Stated exercise:
Rewrite everything from the line containing "of the rear" down to the line containing "Target: rear dual wheel" as a Markdown table with the columns Row and Line, numbering each line and skipping blank ones. Include only those lines.

Source records:
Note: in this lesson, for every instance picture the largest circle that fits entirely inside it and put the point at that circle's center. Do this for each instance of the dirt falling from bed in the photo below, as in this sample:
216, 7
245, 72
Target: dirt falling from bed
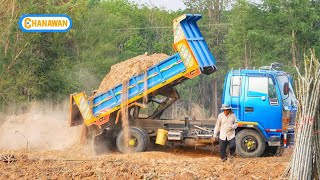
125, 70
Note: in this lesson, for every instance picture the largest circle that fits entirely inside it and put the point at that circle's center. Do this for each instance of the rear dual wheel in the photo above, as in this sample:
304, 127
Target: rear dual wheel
--
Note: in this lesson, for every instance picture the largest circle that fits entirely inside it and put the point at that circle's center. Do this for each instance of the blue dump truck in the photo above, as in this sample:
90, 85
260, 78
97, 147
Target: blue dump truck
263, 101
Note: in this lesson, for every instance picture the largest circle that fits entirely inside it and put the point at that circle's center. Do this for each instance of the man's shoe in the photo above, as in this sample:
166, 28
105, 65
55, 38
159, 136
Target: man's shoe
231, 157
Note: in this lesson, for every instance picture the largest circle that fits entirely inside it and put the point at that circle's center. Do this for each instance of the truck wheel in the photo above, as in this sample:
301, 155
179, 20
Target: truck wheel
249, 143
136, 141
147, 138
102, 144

Problem solution:
| Row | Line |
|---|---|
| 1 | Note: in this lesson, for every instance picture the largest circle that fits entirely inside it and put the point at that circle's center. Do this for each instance of the rear dual wheel in the photo above, as in this sample: |
| 2 | 304, 127 |
| 3 | Target: rear dual wheel |